- **Problem to work on**:
Each record has to be repeated exactly as given.
....................
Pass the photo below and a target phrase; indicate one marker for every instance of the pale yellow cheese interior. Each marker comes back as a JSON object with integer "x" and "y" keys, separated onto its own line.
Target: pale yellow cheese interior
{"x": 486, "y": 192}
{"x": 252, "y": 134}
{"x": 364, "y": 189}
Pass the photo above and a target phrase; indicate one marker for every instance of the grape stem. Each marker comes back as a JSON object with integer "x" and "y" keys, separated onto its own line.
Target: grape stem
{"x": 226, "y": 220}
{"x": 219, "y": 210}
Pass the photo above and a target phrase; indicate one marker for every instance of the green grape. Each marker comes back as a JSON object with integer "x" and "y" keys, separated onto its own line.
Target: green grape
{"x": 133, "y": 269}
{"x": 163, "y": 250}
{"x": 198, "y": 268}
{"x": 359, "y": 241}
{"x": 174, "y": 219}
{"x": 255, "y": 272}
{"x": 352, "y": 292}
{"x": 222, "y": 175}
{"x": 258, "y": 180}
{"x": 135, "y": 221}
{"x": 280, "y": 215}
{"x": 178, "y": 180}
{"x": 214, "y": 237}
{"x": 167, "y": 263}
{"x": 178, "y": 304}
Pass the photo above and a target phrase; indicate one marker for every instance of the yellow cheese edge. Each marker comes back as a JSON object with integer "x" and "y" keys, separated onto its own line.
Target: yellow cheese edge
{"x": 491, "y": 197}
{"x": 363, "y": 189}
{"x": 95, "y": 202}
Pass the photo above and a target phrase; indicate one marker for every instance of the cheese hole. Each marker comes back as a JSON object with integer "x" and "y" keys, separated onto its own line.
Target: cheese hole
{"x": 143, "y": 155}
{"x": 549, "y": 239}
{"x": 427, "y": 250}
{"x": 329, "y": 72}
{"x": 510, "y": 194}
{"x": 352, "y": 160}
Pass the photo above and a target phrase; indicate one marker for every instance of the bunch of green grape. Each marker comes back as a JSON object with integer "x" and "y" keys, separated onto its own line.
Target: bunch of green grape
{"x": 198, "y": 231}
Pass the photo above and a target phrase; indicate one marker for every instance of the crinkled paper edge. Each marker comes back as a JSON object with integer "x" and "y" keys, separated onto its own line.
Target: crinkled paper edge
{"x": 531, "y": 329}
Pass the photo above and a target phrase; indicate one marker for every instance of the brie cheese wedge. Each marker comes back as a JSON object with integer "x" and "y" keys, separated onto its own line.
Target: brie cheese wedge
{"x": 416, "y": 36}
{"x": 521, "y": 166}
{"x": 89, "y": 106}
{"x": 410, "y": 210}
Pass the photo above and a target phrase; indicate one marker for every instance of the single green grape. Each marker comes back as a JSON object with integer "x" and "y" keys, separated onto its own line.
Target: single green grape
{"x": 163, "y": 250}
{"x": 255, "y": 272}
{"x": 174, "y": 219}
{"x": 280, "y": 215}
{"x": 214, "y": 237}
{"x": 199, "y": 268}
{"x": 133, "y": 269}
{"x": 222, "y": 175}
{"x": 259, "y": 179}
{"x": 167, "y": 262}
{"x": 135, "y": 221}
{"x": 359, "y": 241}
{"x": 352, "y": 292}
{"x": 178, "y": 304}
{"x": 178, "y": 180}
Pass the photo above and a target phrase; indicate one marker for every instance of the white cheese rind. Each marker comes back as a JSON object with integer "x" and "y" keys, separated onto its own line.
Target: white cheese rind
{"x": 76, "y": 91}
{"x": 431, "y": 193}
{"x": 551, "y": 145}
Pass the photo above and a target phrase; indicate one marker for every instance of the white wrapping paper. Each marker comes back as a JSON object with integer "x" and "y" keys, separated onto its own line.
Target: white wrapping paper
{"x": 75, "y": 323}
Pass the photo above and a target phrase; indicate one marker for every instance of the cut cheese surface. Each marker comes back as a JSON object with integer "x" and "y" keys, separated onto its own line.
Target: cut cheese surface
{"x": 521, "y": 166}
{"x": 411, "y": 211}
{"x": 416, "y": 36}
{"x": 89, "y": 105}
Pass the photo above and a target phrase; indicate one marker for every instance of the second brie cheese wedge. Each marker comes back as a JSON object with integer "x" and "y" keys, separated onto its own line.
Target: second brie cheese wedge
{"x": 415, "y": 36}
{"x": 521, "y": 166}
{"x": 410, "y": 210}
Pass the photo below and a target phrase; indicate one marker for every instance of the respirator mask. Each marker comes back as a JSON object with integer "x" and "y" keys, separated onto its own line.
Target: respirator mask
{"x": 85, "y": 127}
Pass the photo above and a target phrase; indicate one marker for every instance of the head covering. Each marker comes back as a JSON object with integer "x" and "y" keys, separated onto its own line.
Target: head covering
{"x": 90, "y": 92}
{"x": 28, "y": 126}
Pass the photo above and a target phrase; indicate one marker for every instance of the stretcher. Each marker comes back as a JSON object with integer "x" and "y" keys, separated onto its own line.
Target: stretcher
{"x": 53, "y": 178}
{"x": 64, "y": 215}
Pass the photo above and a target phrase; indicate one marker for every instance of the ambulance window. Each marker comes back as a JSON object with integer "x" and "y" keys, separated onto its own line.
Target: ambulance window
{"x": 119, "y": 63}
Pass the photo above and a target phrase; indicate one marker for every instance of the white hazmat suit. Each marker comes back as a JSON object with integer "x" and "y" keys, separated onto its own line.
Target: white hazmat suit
....................
- **Reply**:
Pass the photo below and a target phrase; indicate one marker for every instance of the pale yellow cheese interior. Each marker comes back as a JSON object with integer "x" and "y" keys, separated onto its own line.
Target: pale yellow cheese interior
{"x": 486, "y": 192}
{"x": 252, "y": 134}
{"x": 364, "y": 189}
Pass the photo above and a target phrase; indicate one marker for every instance of the grape stem. Each marker comes back as a JSON object with integer "x" and "y" keys, separated onto its own line.
Target: grape stem
{"x": 226, "y": 220}
{"x": 219, "y": 210}
Pass the photo above and a target phrase; indicate one marker for every instance of the green grape. Each marker comes back as a JSON object with integer "x" and "y" keys, separated onto its own line.
Target: green grape
{"x": 133, "y": 269}
{"x": 163, "y": 250}
{"x": 198, "y": 268}
{"x": 359, "y": 241}
{"x": 174, "y": 219}
{"x": 255, "y": 272}
{"x": 352, "y": 292}
{"x": 222, "y": 175}
{"x": 258, "y": 180}
{"x": 135, "y": 221}
{"x": 280, "y": 215}
{"x": 178, "y": 180}
{"x": 214, "y": 237}
{"x": 167, "y": 263}
{"x": 178, "y": 304}
Pass the photo above and a target phrase; indicate one marker for every instance of the yellow cheese edge. Each marker comes back as a JSON object with integer "x" and "y" keys, separated onto its own line.
Target: yellow cheese edge
{"x": 491, "y": 197}
{"x": 363, "y": 189}
{"x": 95, "y": 202}
Pass the photo above and a target phrase; indicate one marker for every instance of the cheese hole. Each marker comes back as a JSON object with integer "x" and "y" keys, separated onto its own line.
Target: cheese hole
{"x": 143, "y": 155}
{"x": 549, "y": 239}
{"x": 427, "y": 250}
{"x": 329, "y": 72}
{"x": 510, "y": 194}
{"x": 352, "y": 160}
Pass the photo above and a target phrase; indicate one marker for every instance of the bunch of green grape. Each marker comes back as a JSON object with integer "x" and "y" keys, separated onto its own line.
Target: bunch of green grape
{"x": 198, "y": 231}
Pass the photo above and a target phrase; indicate one marker for every instance of the crinkled paper edge. Each marker comes back as a JSON object with integer "x" and "y" keys, separated onto its own line.
Target: crinkled paper edge
{"x": 531, "y": 329}
Pass the photo above and a target phrase; indicate one marker for every instance of the brie cheese wedge. Each marker comes back as a JSON object with integer "x" and "y" keys, separated onto its own line.
Target: brie cheese wedge
{"x": 416, "y": 36}
{"x": 521, "y": 166}
{"x": 89, "y": 106}
{"x": 410, "y": 210}
Pass the photo above and a target phrase; indicate one marker for every instance of the single green grape. Each marker comes back as a JSON object with integer "x" and "y" keys, separated onto its own line.
Target: single green grape
{"x": 163, "y": 250}
{"x": 255, "y": 272}
{"x": 174, "y": 219}
{"x": 280, "y": 215}
{"x": 214, "y": 237}
{"x": 199, "y": 268}
{"x": 133, "y": 269}
{"x": 222, "y": 175}
{"x": 259, "y": 179}
{"x": 167, "y": 262}
{"x": 135, "y": 221}
{"x": 359, "y": 241}
{"x": 352, "y": 292}
{"x": 178, "y": 304}
{"x": 178, "y": 180}
Pass the photo above and a target phrase; indicate one marker for every instance of the white cheese rind. Each marker comes back as a JSON object with integer "x" and "y" keys, separated onto its own line.
Target: white cheese rind
{"x": 76, "y": 91}
{"x": 431, "y": 193}
{"x": 551, "y": 145}
Pass the photo above and a target phrase; indicate one marker for every instance of the white wrapping paper. Each marker comes back as a JSON object with integer "x" and "y" keys, separated onto its own line.
Target: white wrapping paper
{"x": 75, "y": 323}
Pass the photo above and a target phrase; indicate one marker for every instance of the cut cheese surface. Each marker comes back as a JSON object with integer "x" and "y" keys, separated onto its own line.
Target: cut cheese surface
{"x": 521, "y": 166}
{"x": 411, "y": 211}
{"x": 416, "y": 36}
{"x": 89, "y": 105}
Pass the photo above and a target phrase; indicate one marker for every instance of the second brie cheese wedge. Each marker comes back as a JSON object with integer "x" and "y" keys, separated onto its own line.
Target: second brie cheese wedge
{"x": 415, "y": 36}
{"x": 521, "y": 166}
{"x": 410, "y": 210}
Pass the photo below and a target phrase; indicate one marker for every instance of the respirator mask. Each marker comes back as a JSON object with integer "x" and "y" keys, separated onto its own line.
Target: respirator mask
{"x": 85, "y": 127}
Pass the photo above and a target phrase; indicate one marker for every instance of the head covering. Each marker comes back as a JSON object with integer "x" and "y" keys, separated onto its own line.
Target: head covering
{"x": 90, "y": 92}
{"x": 28, "y": 126}
Pass the photo above and a target phrase; indicate one marker for every instance of the stretcher. Each marker comes back as a JSON object with integer "x" and "y" keys, separated onto its own line.
Target: stretcher
{"x": 53, "y": 178}
{"x": 64, "y": 215}
Pass the photo above and a target phrase; indicate one marker for every instance of the ambulance window. Each marker comes back as a JSON object with integer "x" and "y" keys, separated onto its own line.
Target: ambulance window
{"x": 119, "y": 63}
Pass the photo above and a target phrase; indicate one marker for every instance of the white hazmat suit. Each marker comes back as a JSON object with integer "x" and "y" keys, separated onto its own line.
Target: white hazmat suit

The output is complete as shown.